■ Written task ■
Extract exactly and only the lines of the data below, starting at the line with "In the photograph above, where can the vegetation" and stopping after the final line.

## start Task input

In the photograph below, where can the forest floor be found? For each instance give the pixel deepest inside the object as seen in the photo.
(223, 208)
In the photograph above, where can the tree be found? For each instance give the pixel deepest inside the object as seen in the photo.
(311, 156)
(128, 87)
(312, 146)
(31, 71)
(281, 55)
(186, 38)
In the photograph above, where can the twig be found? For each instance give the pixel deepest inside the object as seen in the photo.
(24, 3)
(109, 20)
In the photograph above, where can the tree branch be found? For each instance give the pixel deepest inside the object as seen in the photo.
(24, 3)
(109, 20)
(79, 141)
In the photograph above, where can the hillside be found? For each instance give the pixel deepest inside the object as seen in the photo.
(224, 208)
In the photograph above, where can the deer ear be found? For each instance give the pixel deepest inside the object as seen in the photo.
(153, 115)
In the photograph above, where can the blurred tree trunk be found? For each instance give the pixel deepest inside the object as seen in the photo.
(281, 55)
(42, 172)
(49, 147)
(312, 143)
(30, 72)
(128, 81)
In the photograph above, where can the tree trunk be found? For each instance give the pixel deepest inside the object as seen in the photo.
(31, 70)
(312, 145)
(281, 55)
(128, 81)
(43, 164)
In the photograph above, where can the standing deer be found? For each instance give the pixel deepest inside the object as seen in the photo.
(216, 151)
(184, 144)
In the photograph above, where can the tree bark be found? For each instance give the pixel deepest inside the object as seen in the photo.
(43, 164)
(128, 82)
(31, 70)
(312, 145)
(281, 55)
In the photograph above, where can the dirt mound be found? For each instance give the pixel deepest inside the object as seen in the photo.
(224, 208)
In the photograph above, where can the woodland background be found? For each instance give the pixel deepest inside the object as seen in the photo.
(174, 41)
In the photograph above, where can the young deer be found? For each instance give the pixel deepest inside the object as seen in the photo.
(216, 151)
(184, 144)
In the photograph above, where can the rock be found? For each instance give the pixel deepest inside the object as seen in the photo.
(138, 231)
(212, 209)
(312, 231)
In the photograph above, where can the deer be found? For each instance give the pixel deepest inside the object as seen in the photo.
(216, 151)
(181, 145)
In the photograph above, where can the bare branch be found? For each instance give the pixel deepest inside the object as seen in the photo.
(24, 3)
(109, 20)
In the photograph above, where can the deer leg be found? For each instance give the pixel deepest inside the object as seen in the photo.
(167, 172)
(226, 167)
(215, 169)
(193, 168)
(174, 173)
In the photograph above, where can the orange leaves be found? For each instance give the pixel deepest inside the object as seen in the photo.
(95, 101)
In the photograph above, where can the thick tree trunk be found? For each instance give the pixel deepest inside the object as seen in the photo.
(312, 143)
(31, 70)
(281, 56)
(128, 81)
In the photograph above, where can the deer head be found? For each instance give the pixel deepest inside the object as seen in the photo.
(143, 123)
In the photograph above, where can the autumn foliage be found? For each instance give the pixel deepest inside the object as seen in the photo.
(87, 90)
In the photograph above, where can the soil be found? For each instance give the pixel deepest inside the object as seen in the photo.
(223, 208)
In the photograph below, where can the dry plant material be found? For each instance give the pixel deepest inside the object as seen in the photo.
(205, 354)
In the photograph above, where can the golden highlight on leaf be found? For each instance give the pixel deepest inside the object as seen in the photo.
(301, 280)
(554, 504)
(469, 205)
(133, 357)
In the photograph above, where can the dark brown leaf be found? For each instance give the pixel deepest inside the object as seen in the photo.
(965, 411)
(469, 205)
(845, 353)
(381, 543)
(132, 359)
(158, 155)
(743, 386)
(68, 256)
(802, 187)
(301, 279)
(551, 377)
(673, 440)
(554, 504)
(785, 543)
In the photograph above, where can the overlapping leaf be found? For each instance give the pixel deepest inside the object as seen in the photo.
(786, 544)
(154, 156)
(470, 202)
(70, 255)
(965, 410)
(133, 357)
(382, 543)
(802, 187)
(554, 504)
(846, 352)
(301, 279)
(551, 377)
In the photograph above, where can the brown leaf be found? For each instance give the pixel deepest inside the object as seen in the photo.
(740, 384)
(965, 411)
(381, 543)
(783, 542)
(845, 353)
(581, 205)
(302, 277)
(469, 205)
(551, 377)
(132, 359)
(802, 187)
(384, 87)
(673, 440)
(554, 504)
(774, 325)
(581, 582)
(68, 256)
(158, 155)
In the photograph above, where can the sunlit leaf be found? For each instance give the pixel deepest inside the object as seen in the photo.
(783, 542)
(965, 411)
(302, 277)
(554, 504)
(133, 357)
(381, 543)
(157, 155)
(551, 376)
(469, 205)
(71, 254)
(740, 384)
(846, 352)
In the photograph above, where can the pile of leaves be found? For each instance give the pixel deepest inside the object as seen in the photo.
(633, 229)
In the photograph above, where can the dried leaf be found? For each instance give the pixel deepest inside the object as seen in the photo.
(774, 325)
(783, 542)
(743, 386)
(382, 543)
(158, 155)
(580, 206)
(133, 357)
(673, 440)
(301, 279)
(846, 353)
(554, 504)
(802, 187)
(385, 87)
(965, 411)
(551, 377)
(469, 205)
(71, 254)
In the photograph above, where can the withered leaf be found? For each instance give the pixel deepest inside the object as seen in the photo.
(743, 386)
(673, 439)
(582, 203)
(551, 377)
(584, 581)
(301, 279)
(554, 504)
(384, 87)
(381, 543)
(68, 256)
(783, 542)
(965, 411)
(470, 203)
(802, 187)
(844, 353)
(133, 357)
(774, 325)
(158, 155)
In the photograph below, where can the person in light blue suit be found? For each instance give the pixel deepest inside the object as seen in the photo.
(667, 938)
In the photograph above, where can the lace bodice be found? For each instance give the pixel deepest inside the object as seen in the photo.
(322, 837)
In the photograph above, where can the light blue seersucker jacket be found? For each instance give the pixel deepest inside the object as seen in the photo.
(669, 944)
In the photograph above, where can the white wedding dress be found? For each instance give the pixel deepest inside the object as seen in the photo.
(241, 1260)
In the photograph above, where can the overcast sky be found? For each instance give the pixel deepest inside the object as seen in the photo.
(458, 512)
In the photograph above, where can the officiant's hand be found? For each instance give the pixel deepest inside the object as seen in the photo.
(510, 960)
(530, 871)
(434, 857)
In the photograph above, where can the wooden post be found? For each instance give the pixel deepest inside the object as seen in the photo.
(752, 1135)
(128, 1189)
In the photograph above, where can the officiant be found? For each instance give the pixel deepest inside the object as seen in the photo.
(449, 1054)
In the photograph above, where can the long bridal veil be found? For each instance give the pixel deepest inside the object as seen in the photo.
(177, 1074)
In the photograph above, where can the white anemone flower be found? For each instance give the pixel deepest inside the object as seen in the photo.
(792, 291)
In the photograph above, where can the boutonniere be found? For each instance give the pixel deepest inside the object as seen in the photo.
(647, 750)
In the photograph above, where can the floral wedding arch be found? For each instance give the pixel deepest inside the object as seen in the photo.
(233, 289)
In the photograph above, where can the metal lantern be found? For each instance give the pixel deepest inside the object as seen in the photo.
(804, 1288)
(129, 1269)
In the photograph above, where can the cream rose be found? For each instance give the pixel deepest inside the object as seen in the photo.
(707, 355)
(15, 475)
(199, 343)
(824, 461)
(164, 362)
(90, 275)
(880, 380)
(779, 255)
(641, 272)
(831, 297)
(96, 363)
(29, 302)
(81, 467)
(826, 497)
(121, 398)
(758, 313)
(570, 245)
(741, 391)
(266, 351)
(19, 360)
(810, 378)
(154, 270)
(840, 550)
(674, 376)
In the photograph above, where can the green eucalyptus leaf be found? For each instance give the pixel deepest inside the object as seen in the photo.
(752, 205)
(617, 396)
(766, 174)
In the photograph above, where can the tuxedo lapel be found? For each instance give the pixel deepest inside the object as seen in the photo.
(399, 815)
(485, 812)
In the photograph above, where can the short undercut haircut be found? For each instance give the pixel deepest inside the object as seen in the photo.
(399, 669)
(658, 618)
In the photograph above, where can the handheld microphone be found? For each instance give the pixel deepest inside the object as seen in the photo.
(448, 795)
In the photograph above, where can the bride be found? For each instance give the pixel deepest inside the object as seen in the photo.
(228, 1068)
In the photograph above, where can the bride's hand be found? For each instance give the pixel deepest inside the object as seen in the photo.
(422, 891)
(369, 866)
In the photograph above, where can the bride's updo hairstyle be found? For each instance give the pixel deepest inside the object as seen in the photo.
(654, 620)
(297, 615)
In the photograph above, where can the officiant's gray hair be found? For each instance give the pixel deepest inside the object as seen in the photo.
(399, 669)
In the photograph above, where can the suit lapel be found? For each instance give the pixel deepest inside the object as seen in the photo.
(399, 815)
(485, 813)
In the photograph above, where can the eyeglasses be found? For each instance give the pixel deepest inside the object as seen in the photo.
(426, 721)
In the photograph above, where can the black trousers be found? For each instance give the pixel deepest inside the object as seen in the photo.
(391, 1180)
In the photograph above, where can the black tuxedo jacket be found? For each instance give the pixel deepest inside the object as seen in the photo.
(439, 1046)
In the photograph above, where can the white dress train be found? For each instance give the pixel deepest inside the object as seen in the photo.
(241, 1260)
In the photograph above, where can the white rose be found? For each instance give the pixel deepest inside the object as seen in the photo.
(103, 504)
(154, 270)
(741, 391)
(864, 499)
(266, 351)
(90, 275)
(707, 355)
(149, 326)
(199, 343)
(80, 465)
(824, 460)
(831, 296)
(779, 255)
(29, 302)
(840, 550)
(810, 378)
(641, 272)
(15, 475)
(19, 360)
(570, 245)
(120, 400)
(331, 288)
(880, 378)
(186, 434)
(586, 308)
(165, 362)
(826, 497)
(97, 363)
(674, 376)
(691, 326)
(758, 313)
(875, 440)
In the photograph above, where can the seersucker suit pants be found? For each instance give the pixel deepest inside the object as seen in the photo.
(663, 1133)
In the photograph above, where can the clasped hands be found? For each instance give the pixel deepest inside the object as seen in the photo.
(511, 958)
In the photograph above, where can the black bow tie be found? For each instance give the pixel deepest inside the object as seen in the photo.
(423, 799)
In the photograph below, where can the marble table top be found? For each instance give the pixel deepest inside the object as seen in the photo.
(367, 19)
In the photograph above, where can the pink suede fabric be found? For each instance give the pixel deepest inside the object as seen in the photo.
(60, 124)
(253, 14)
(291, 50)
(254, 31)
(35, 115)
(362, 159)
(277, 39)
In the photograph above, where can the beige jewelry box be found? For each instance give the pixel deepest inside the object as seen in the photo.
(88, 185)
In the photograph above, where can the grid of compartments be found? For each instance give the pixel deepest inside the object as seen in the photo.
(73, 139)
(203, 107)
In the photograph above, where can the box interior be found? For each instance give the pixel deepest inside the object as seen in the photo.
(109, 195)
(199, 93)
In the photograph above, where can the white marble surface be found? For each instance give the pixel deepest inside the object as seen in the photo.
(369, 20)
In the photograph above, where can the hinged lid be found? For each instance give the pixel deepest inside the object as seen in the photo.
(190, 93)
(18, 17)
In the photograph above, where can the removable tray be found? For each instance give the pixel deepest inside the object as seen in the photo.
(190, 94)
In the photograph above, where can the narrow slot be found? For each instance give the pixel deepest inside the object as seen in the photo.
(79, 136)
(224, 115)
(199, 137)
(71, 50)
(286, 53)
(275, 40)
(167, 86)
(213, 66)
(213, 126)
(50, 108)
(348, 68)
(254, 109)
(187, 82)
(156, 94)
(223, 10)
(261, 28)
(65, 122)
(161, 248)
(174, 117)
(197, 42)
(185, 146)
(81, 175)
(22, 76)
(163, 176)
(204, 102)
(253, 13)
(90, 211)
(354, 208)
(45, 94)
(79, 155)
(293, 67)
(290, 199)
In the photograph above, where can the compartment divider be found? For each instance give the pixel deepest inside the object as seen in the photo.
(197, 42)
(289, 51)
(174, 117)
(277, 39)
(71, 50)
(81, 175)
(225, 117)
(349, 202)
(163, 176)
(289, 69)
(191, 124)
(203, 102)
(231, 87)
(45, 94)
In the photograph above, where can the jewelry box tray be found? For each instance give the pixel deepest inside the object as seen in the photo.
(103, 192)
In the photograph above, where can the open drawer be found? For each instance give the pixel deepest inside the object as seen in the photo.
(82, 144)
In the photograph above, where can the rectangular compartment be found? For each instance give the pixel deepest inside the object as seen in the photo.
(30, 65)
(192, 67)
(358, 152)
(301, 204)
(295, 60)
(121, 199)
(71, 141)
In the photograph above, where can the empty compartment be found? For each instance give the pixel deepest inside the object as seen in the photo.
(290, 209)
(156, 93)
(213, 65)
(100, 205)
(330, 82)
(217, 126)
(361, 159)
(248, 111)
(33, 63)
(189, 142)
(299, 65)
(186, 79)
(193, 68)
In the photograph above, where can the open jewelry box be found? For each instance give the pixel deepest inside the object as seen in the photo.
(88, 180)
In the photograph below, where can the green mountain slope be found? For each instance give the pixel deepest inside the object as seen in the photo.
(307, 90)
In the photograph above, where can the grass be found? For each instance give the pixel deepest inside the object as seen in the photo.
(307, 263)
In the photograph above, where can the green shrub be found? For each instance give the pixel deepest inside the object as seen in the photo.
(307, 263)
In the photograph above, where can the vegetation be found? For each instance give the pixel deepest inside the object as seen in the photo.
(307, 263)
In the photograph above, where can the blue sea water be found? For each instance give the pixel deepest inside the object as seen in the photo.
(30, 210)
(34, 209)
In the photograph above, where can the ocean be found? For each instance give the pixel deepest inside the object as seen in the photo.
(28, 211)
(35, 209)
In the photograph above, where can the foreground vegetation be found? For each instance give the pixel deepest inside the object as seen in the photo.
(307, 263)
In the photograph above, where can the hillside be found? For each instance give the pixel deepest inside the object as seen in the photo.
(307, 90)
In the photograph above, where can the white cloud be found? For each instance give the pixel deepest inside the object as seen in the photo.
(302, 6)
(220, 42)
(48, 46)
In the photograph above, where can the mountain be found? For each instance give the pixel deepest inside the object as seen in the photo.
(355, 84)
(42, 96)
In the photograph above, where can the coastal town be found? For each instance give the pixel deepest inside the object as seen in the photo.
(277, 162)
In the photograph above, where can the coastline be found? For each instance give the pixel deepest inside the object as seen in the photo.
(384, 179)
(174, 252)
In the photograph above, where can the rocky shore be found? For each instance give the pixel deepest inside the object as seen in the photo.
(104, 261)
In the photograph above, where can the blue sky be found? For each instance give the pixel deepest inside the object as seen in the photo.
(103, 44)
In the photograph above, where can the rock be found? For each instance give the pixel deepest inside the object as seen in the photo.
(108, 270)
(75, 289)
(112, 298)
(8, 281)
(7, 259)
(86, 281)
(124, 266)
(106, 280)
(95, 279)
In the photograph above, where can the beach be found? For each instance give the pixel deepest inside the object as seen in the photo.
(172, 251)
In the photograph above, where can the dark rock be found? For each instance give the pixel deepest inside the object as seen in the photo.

## end Task input

■ Exercise answer ■
In the photograph above, where can the vegetation be found? For each instance give the pixel deepest inside the object as seen in the photo.
(307, 263)
In the photograph above, where can the blue sea water be found? For each instance give the pixel deepest inside the object as seen in the photo.
(30, 210)
(34, 209)
In the photograph above, where can the ocean be found? For each instance give the pixel deepest inside the object as seen in the photo.
(28, 211)
(35, 209)
In the photograph above, where can the foreground vegetation be found? For each instance give the pixel deepest inside the object as seen in the photo.
(307, 263)
In the photograph above, where can the hillside be found? For each instance give the pixel deepest inside the object as seen in the photo.
(307, 90)
In the photograph above, where can the white cloud be found? For each instance give the pixel deepest inside the object as seen in the photo.
(302, 6)
(220, 42)
(48, 46)
In the photograph above, where can the mountain be found? For each instance give the pixel deepest inside the object as seen in the photo.
(355, 84)
(42, 96)
In the photograph above, where can the coastal town be found? For each instance give the pixel deepest inside the object as seen in the photo.
(277, 162)
In the photograph above, where can the coastline be found? For each instance give the pixel deepest inside the object as seen in the photo.
(384, 179)
(174, 252)
In the photograph above, where can the rocky shore be found? For each instance give the pixel deepest inside the object as seen in the photo.
(104, 261)
In the photograph above, where can the blue sky be found? For each instance give the pixel deepest inside the object as seen in the photo.
(103, 44)
In the photograph above, where can the rock be found? For each instance give the pixel deepest inside the object as seen in the photo.
(108, 270)
(75, 289)
(112, 298)
(8, 281)
(7, 259)
(86, 281)
(124, 266)
(106, 280)
(95, 279)
In the photograph above, where can the beach be found? For each instance give the pixel deepest inside the object as seen in the photo.
(172, 251)
In the photograph above, where can the dark rock be found? For each instance give the pixel deepest inside the object as seen in the photo.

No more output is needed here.